▸ **TEXT TO READ**:
-*-
Thanks to: http://www.historyhouse.com/in_history/medusa/
THE RAFT OF THE MEDUSA
The Medusa, an ill-piloted ship in the nineteenth century, runs
aground and sets sailors adrift in a rickety raft. They resort
See how Napoleon's defeat allowed one of the dumbest yet haughtiest
ship captains ever known to pilot a vessel straight into a sandbar,
with navigation provided not by his crew but instead a lowly passenger.
Predictably, the rich folks get off scot free. But if you were
on the crew, you got a little patch of sinking raft to call your
own. More likely than not, you died in a day or two. And now it's
a famous painting of the sort you get your picture taken next to.
In 1819, when French painter Theodore Géricault first exhibited
his dramatic masterpiece, "Scene of Shipwreck" to Paris
society, he could little imagine the reaction the painting would
receive. Onlookers were fascinated and horrified, rather the way
they'd react if they saw a particularly large and hairy spider.
The painting is enormous. Sixteen feet high, twenty three feet,
six inches wide (about 5x7 m), it depicts a group of desperate
men floating on a few planks of wood, trying to get the attention
of a tiny little ship on the horizon by waving their shirts around.
There was a sordid, true tale behind this raft, and everyone knew
what it was. It had taken place three years prior. It involved
desperate men, howling stupidity, and cannibalism. And, with the
painting looming over them, everyone was talking about it.
Kissing Some Royal Ass
Our story begins in Paris in the year 1816. The French monarchy
had been restored to the throne by the English who had, a year
earlier, famously kicked Napoleon's skinny white ass at Waterloo.
-*-
▸ **Dataset records**:
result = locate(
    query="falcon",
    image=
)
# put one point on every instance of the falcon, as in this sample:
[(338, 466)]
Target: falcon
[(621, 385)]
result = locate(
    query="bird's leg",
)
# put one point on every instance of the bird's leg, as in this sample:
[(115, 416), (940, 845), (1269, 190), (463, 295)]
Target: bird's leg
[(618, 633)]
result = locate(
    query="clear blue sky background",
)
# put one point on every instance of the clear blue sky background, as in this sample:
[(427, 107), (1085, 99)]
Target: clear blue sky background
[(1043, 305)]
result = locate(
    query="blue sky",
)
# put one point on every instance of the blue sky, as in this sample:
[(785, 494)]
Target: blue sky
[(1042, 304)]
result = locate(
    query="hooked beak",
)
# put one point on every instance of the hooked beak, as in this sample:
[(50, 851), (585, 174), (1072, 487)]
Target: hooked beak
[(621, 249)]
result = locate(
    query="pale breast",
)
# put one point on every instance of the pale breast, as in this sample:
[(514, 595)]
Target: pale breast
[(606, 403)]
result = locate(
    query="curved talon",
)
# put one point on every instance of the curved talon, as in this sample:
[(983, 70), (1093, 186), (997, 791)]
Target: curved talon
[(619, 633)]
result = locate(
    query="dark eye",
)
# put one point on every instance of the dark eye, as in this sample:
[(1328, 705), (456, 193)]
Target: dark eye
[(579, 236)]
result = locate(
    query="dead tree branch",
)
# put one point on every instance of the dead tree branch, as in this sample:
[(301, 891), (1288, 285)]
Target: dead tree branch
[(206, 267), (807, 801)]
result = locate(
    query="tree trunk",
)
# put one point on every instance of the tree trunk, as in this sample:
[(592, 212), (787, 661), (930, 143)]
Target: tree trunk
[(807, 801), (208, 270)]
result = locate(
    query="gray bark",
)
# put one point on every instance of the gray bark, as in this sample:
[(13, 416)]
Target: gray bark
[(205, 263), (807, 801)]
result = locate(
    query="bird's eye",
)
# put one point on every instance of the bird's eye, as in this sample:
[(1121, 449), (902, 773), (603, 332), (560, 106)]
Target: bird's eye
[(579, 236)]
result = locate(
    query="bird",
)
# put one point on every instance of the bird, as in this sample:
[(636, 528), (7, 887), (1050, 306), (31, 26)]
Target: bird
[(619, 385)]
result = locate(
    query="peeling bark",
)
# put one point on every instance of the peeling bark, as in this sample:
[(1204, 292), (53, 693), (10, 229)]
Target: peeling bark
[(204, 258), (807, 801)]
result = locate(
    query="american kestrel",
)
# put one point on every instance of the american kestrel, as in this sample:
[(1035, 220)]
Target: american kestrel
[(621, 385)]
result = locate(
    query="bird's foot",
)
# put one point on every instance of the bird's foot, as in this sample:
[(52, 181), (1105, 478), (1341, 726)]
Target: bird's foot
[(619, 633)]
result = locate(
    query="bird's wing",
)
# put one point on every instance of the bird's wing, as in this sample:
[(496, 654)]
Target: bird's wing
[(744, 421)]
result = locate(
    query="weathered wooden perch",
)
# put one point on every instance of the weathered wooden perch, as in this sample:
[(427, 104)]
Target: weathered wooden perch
-*-
▸ **ACTIONS TO TAKE**:
a – State whether each statement below agrees with the text on the raft of the Medusa, answering yes or no and quoting the deciding words of the text: (i) Géricault first exhibited the painting in 1819; (ii) the painting is sixteen feet wide; (iii) the events behind the painting had taken place five years before it was shown.
b – Write out the passage of the text on the raft of the Medusa starting at "The painting is" and ending at "talking about it.".

▸ **SOLUTION LIST**:
a –
(i) Yes: "In 1819, when French painter Theodore Géricault first exhibited"
(ii) No: "Sixteen feet high, twenty three feet, six inches wide"
(iii) No: "It had taken place three years prior."

b –
The painting is enormous. Sixteen feet high, twenty three feet,
six inches wide (about 5x7 m), it depicts a group of desperate
men floating on a few planks of wood, trying to get the attention
of a tiny little ship on the horizon by waving their shirts around.
There was a sordid, true tale behind this raft, and everyone knew
what it was. It had taken place three years prior. It involved
desperate men, howling stupidity, and cannibalism. And, with the
painting looming over them, everyone was talking about it.